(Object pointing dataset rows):
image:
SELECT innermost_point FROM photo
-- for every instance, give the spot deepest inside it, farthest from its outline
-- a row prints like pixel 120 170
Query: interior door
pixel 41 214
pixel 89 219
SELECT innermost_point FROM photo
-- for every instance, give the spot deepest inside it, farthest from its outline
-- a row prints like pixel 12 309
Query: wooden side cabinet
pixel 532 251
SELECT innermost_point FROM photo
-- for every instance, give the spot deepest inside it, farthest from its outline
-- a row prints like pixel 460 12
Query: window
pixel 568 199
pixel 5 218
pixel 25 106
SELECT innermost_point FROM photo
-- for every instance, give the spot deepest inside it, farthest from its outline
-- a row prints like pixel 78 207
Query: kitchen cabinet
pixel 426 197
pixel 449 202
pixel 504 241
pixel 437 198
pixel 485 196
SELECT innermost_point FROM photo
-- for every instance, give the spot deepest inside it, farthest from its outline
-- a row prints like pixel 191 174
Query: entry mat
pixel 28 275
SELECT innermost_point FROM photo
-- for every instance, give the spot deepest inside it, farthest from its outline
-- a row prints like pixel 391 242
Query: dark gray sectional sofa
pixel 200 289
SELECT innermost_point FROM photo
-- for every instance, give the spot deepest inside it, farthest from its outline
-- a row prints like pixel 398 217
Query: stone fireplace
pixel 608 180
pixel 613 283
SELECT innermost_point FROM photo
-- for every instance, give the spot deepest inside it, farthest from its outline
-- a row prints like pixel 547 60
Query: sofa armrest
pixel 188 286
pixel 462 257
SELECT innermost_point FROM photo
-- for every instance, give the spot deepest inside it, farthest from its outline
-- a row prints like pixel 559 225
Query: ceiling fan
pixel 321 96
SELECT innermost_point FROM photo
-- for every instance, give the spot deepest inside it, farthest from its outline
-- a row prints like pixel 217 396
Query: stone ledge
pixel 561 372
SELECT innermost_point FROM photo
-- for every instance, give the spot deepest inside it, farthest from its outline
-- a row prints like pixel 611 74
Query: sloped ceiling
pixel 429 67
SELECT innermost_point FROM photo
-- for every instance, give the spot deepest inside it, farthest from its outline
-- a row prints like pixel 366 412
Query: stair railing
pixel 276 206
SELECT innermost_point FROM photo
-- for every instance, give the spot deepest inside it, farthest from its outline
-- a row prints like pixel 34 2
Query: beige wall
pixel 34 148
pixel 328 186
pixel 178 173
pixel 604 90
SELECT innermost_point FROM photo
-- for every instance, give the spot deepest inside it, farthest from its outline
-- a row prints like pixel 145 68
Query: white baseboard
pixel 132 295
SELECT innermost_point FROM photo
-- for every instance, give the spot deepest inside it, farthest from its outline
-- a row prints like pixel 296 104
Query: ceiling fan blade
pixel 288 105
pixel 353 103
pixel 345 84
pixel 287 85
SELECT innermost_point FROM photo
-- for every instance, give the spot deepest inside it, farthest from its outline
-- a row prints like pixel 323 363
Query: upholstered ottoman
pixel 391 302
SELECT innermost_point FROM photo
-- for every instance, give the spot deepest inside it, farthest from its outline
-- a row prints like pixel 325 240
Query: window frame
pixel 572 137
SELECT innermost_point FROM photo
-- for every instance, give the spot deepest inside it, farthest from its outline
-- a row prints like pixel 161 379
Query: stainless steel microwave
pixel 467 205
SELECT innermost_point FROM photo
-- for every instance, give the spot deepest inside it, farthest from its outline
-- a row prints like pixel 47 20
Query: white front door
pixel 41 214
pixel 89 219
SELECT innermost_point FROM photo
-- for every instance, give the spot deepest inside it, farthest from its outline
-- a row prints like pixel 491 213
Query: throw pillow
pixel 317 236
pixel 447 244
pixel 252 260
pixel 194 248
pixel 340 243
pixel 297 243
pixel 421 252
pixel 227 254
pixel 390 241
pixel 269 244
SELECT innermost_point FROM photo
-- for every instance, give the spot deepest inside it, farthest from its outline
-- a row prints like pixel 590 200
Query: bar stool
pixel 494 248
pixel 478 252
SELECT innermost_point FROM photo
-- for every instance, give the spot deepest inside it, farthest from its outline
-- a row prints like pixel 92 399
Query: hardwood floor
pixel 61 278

(THE TASK): Please reproduce each record precisely as written.

(WORKED SOLUTION):
image:
SELECT innermost_point FROM photo
-- for every instance, give the spot deepest inside it, farthest from its outline
-- a row prints like pixel 120 170
Query: interior door
pixel 41 214
pixel 89 219
SELECT innermost_point FROM photo
-- for every instance, give the spot deepest inside it, farthest from its outline
-- a row prints like pixel 12 309
Query: wooden side cabinet
pixel 532 251
SELECT innermost_point FROM photo
-- for every instance, give the spot deepest inside it, farthest from its outline
-- a row prints like pixel 460 12
Query: window
pixel 568 199
pixel 5 218
pixel 25 106
SELECT innermost_point FROM photo
-- for every instance, give the spot deepest inside it, farthest from its outline
-- a row prints like pixel 78 207
Query: kitchen cabinet
pixel 426 197
pixel 449 202
pixel 504 241
pixel 437 198
pixel 485 196
SELECT innermost_point FROM photo
-- for every instance, give the spot deepest inside it, farthest from its outline
-- a row prints like pixel 191 174
Query: entry mat
pixel 28 275
SELECT innermost_point FROM photo
-- for every instance, give the spot deepest inside it, farthest from its outline
-- a row prints like pixel 391 242
Query: dark gray sectional sofa
pixel 200 289
SELECT innermost_point FROM photo
-- for every instance, give the spot deepest inside it, farthest from its outline
-- a row prints like pixel 398 217
Query: stone fireplace
pixel 608 180
pixel 613 283
SELECT innermost_point FROM photo
-- for every instance, give the spot deepest inside it, farthest from its outline
-- a row prints like pixel 547 60
Query: sofa armrest
pixel 188 286
pixel 462 257
SELECT innermost_point FROM photo
-- for every instance, give the spot deepest inside it, farthest from its outline
-- a row prints like pixel 559 225
Query: ceiling fan
pixel 321 96
SELECT innermost_point FROM photo
-- for every instance, give the spot deepest inside it, farthest from its outline
-- a row prints like pixel 217 396
Query: stone ledge
pixel 561 372
SELECT innermost_point FROM photo
-- for every instance, give the spot deepest inside it, farthest from its outline
-- a row prints like pixel 611 74
Query: sloped ceiling
pixel 429 67
SELECT innermost_point FROM photo
-- for every instance, give the spot deepest inside it, farthest from its outline
-- a row prints like pixel 366 412
Query: stair railing
pixel 276 206
SELECT innermost_point FROM photo
-- for every instance, give the spot deepest inside it, farthest from its outline
-- a row prints like pixel 34 2
Query: beige wall
pixel 34 148
pixel 328 186
pixel 178 173
pixel 604 90
SELECT innermost_point FROM photo
-- for every instance, give the spot deepest inside it, farthest from its outline
-- a row prints like pixel 145 68
Query: white baseboard
pixel 132 295
SELECT innermost_point FROM photo
-- for every instance, give the spot deepest inside it, farthest from its outline
-- a row prints like pixel 296 104
Query: ceiling fan blade
pixel 288 105
pixel 353 103
pixel 345 84
pixel 287 85
SELECT innermost_point FROM photo
-- for every instance, give the spot deepest inside it, farthest from its outline
-- a row prints like pixel 323 363
Query: upholstered ottoman
pixel 391 302
SELECT innermost_point FROM photo
-- for every instance, give the spot deepest inside it, farthest from its outline
-- a row prints like pixel 325 240
Query: window frame
pixel 572 137
SELECT innermost_point FROM photo
-- for every instance, give the spot deepest inside it, farthest from its outline
-- a row prints like pixel 161 379
Query: stainless steel microwave
pixel 467 205
SELECT innermost_point FROM photo
-- for every instance, give the spot deepest inside it, farthest from its outline
-- a row prints like pixel 47 20
Query: white front door
pixel 41 214
pixel 89 219
SELECT innermost_point FROM photo
-- for every instance, give the spot deepest inside it, farthest from its outline
-- a row prints like pixel 491 213
Query: throw pillow
pixel 317 236
pixel 447 244
pixel 252 260
pixel 194 248
pixel 340 243
pixel 297 243
pixel 421 252
pixel 227 254
pixel 390 241
pixel 269 244
SELECT innermost_point FROM photo
-- for every instance, give the spot deepest inside it, farthest from its outline
-- a row prints like pixel 590 200
Query: bar stool
pixel 494 248
pixel 478 252
SELECT innermost_point FROM photo
-- for every instance, give the spot deepest inside it, farthest from its outline
-- a row prints like pixel 92 399
Query: hardwood floor
pixel 61 278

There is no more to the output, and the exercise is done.